> _Dataset entries_

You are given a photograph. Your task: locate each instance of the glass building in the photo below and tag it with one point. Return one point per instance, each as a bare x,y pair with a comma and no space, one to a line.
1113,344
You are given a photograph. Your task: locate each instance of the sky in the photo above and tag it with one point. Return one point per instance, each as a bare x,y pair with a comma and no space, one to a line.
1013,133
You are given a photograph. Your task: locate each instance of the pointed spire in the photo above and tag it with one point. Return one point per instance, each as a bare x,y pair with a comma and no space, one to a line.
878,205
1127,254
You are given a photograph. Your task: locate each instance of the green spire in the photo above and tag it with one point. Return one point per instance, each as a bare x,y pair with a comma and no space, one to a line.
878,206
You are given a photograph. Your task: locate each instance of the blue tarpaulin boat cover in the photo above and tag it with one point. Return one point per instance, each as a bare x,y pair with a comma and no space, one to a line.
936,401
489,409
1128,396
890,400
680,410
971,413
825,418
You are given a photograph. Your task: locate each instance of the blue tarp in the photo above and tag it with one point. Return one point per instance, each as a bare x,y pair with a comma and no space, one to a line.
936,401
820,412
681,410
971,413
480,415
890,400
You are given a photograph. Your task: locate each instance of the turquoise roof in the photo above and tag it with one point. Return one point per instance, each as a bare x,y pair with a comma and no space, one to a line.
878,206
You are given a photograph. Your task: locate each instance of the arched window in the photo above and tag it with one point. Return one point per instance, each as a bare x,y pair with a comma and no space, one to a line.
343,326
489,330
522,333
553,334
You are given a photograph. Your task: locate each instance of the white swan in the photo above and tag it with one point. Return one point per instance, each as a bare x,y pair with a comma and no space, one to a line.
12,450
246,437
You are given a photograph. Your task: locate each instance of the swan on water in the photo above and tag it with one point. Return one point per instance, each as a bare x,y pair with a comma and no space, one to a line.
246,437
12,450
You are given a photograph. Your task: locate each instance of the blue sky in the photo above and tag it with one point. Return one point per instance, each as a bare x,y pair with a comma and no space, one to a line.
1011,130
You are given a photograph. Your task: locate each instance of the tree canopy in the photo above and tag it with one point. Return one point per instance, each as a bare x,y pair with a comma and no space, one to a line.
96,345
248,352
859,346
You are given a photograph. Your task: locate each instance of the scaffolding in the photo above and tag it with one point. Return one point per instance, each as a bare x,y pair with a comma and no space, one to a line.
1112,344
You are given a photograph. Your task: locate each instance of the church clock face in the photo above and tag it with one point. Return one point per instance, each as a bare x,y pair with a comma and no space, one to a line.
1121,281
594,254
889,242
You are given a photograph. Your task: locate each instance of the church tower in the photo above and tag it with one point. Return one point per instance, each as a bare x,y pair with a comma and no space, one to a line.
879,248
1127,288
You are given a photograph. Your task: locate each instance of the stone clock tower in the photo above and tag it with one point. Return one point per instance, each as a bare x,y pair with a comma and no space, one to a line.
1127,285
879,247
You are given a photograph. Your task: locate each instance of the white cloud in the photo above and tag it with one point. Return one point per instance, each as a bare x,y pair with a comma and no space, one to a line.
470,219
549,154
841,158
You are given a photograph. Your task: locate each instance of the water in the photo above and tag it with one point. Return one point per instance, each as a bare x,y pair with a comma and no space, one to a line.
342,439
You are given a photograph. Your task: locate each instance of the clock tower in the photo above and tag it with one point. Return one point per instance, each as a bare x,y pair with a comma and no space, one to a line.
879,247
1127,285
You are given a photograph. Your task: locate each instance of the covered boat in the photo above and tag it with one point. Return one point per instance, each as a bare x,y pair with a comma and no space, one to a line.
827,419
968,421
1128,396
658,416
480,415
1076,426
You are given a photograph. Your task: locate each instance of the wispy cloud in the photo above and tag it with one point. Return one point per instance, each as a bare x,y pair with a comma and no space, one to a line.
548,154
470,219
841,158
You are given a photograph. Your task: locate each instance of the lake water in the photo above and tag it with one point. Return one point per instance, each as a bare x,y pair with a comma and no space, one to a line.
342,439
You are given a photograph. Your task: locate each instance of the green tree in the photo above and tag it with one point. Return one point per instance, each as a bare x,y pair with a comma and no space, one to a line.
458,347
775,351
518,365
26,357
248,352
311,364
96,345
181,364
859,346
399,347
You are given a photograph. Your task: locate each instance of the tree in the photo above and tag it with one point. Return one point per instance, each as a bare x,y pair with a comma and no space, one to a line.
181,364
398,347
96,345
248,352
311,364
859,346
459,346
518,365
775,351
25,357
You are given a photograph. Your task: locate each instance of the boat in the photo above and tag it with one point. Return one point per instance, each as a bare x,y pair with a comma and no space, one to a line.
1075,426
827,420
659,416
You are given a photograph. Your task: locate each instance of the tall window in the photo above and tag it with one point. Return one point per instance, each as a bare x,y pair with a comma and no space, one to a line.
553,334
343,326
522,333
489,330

> _Problem to work on_
Return the lines from the line containing "of the boat" to the end of the entries above, exactly as they appear and with no other output.

> _Final answer_
You are given a photograph. Your task: locate each instance of the boat in the photo above and tag it with one point. Return one point per instance, each as a bare x,y pair with a comma and no space, one to a line.
1075,426
827,420
659,416
You are given a photograph. Your task: locate each instance of the tall window in the photo above and tag it with one point. Return one point per instance, each as a bare x,y pair with a comma and no space, one to a line.
553,334
343,326
522,333
489,330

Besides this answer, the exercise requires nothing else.